----- Source document -----

In 1995, in Charlottesville, Florida State had one play left to beat Virginia, down 33-28. It ran a direct snap and came up just short, and Wahoo fans stormed the field. You don’t have to change much about that to explain how tonight ended. The big difference was that FSU was playing this one to tie, down 31-24. But the result was the same, as the Wahoos again stopped the ’Noles to celebrate a win and party at midfield.
Early on, FSU quarterback James Blackman was the story, but not for the right reasons. He started by getting throws off late and erratic, going 2-8 to begin as the Seminoles punted on their first three possessions after scoring touchdowns on their first three possessions in the season’s first two games.
The defensive story before the game began was that newly hired analyst Jim Leavitt would be both on the sideline and wearing a headset, and while we don’t really know exactly what his role was, something definitely changed for the better for Florida State— at a least for about three quarters. Faced with the prospect of containing a dangerous rushing QB in UVA’s Bryce Perkins, the front seven played smarter, assignment football, triggering and making run fits.

----- Data shown -----

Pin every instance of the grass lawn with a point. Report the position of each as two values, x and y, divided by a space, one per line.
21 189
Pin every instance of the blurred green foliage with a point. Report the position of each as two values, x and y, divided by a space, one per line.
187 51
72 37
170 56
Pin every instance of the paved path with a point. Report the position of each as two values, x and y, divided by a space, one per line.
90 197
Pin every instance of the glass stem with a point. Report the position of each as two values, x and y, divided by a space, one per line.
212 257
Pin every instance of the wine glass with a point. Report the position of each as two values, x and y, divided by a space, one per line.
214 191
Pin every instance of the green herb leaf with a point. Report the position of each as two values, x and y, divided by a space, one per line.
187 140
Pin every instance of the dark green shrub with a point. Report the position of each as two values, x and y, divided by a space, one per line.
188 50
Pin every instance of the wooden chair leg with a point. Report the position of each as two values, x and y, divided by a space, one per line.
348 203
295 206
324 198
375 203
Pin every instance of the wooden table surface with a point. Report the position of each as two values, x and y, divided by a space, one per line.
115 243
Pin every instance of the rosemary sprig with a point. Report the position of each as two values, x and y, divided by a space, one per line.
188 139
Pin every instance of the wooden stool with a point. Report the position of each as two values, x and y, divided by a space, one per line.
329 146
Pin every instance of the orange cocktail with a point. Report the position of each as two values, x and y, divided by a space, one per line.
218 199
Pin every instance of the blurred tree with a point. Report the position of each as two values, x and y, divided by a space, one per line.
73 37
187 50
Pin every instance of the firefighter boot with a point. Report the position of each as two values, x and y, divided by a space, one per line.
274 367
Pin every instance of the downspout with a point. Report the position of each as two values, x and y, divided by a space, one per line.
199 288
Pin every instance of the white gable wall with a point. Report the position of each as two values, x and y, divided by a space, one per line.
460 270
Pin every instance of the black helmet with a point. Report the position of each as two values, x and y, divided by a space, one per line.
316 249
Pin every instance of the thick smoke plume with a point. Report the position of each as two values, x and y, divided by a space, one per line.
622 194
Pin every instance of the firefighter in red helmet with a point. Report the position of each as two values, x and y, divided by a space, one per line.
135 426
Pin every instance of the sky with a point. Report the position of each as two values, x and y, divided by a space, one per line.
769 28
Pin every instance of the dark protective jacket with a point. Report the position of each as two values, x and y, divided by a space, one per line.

-----

Problem set:
A – Translate this sentence from the game recap into Spanish: "Early on, FSU quarterback James Blackman was the story, but not for the right reasons."
B – Retype the stretch of the game recap from "In 1995, in" through "party at midfield.".
None of the items is needed for this work.

Solutions by task:
A – Al principio, el mariscal de campo de FSU, James Blackman, fue la noticia, pero no por las razones correctas.

B –
In 1995, in Charlottesville, Florida State had one play left to beat Virginia, down 33-28. It ran a direct snap and came up just short, and Wahoo fans stormed the field. You don’t have to change much about that to explain how tonight ended. The big difference was that FSU was playing this one to tie, down 31-24. But the result was the same, as the Wahoos again stopped the ’Noles to celebrate a win and party at midfield.